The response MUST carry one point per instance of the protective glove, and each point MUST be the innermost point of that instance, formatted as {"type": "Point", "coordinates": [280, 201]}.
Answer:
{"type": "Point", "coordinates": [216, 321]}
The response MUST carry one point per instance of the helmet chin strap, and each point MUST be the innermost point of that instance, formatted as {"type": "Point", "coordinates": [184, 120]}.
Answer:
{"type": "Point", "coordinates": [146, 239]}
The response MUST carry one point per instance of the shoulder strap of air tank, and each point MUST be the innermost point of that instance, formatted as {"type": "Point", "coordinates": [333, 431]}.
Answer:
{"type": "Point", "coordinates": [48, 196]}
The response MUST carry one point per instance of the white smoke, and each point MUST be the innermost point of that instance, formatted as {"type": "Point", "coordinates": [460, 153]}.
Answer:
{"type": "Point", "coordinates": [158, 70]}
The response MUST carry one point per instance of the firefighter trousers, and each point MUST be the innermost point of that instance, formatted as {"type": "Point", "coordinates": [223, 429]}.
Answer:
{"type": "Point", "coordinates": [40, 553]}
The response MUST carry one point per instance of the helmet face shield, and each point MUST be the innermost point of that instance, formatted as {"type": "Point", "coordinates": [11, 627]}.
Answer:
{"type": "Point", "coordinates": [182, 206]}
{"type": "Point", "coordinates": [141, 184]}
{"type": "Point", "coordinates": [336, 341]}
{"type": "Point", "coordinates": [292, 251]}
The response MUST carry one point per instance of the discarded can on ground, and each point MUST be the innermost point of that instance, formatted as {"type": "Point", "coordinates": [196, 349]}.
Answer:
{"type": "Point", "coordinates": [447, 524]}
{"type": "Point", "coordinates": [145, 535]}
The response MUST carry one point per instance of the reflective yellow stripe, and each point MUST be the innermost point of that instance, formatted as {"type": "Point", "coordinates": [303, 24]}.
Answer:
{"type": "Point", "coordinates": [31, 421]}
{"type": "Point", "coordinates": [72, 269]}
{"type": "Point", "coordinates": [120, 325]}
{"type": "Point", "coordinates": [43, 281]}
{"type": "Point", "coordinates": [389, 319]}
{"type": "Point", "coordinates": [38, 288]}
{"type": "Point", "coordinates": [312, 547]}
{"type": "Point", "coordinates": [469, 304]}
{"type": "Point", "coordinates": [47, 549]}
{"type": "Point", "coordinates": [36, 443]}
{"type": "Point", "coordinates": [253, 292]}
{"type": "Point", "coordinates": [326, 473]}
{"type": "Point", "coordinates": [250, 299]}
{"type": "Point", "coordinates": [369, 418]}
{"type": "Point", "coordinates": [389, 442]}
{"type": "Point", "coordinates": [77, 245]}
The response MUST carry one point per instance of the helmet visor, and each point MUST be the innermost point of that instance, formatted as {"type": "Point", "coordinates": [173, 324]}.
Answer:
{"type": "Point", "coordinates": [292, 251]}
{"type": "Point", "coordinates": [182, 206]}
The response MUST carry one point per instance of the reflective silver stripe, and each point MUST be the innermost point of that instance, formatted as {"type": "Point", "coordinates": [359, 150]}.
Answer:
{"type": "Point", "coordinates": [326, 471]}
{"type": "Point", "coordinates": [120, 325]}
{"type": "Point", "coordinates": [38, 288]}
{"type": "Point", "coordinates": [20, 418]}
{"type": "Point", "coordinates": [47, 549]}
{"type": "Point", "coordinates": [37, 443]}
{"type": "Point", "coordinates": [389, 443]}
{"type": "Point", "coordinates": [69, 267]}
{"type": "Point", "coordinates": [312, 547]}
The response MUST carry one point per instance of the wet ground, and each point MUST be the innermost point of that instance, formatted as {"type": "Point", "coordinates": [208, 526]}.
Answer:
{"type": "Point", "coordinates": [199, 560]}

● **Task prompt**
Take the lines above from the one containing "The response MUST carry one point per instance of the white" to the one containing "the reflective yellow" and retype them exactly, both ends included, with nothing added.

● **Expected answer**
The response MUST carry one point per instance of the white smoke, and each point MUST be the innermost point of that instance, formatted as {"type": "Point", "coordinates": [460, 153]}.
Answer:
{"type": "Point", "coordinates": [158, 70]}
The response MUST carry one point per instance of the firefighter trousers, and each point MUST be the innermost point of that instance, formatted as {"type": "Point", "coordinates": [223, 429]}.
Answer:
{"type": "Point", "coordinates": [40, 553]}
The response MUST carry one point per instance of the helmet face shield, and each point MUST be the innermost point of that instance, formatted as {"type": "Point", "coordinates": [11, 627]}.
Answer:
{"type": "Point", "coordinates": [182, 206]}
{"type": "Point", "coordinates": [141, 184]}
{"type": "Point", "coordinates": [336, 341]}
{"type": "Point", "coordinates": [292, 251]}
The response MUST carry one point per instance of the discarded can on ground, and each point MUST be the innermost point of that instance, formatted as {"type": "Point", "coordinates": [196, 349]}.
Answer:
{"type": "Point", "coordinates": [447, 524]}
{"type": "Point", "coordinates": [145, 535]}
The response MUST carry one point per instance of the reflective yellow stripe, and each point MUST be the innermost point of that instance, formatted as {"type": "Point", "coordinates": [303, 24]}.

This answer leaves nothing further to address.